> **What is needed**:
From the material below, pull out every line that contains the string "child" and copy each one unchanged. Matching is case-sensitive.

-------- Records --------

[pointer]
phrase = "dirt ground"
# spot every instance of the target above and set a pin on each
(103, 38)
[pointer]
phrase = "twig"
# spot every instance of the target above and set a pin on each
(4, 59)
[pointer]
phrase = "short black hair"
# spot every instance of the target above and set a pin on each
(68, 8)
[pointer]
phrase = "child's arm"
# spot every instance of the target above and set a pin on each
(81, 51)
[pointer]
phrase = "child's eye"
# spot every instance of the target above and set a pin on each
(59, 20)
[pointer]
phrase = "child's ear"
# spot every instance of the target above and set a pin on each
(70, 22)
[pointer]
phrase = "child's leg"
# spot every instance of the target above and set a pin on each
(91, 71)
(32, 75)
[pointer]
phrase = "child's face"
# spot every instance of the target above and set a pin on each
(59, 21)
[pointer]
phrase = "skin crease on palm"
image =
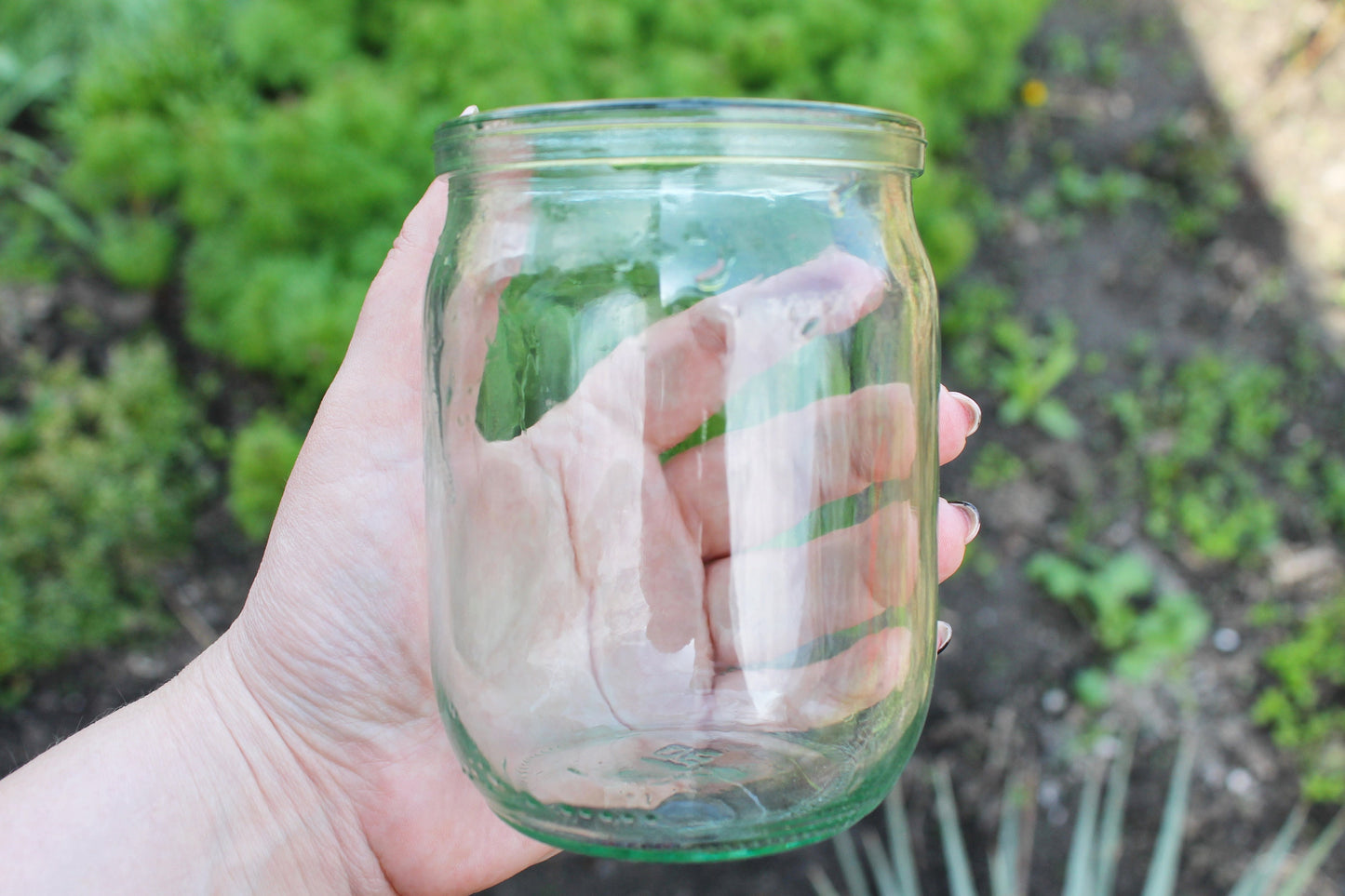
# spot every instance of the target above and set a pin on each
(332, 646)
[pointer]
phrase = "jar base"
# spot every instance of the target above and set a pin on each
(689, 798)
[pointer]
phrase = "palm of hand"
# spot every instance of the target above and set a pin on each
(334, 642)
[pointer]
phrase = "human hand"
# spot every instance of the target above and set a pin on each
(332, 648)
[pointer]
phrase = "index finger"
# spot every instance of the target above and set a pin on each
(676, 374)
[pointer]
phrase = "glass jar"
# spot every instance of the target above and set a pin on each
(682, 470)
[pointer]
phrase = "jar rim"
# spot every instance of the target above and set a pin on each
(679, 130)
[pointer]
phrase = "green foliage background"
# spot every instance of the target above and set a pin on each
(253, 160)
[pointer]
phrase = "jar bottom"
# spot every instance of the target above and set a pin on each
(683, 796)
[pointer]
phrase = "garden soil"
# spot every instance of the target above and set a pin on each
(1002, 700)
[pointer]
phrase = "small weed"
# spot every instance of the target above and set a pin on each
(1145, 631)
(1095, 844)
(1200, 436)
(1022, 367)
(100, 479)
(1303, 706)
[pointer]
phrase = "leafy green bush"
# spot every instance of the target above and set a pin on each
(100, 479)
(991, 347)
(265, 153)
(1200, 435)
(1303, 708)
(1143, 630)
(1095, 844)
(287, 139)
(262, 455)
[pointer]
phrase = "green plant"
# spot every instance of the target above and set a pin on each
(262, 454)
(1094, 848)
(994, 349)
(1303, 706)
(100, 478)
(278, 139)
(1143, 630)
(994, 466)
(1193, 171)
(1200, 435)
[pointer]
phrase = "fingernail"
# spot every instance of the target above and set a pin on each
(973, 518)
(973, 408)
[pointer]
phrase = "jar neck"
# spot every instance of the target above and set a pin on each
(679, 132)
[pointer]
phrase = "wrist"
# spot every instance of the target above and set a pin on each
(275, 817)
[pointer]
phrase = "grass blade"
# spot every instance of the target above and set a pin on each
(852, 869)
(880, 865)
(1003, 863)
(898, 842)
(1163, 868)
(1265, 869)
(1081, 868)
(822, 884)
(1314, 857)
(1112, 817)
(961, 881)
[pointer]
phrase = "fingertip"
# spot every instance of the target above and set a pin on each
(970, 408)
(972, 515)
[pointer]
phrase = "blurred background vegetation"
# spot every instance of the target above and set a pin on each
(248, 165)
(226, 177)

--------
-------- Records --------

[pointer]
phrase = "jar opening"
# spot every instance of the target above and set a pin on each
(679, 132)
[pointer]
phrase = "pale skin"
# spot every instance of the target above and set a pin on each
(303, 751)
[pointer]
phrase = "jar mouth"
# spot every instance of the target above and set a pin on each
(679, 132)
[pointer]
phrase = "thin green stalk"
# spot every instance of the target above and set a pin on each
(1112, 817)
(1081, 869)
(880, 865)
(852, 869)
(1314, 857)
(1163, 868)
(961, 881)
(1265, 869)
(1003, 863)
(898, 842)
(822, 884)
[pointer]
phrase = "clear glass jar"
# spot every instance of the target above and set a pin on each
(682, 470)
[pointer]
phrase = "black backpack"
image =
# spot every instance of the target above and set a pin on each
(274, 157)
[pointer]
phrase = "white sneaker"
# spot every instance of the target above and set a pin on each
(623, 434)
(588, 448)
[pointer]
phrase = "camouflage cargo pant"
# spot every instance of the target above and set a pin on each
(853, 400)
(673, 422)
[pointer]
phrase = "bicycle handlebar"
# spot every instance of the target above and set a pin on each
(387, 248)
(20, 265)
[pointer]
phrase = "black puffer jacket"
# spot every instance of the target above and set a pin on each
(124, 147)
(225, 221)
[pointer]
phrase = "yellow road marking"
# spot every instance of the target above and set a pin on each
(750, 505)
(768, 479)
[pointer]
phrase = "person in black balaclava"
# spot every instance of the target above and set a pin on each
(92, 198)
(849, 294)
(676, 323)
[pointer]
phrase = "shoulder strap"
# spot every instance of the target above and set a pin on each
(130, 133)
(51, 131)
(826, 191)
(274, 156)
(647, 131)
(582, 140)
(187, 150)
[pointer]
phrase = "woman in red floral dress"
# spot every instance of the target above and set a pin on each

--------

> **The output**:
phrase = "child's arm"
phrase = "child's eye"
phrase = "child's ear"
phrase = "child's leg"
phrase = "child's face"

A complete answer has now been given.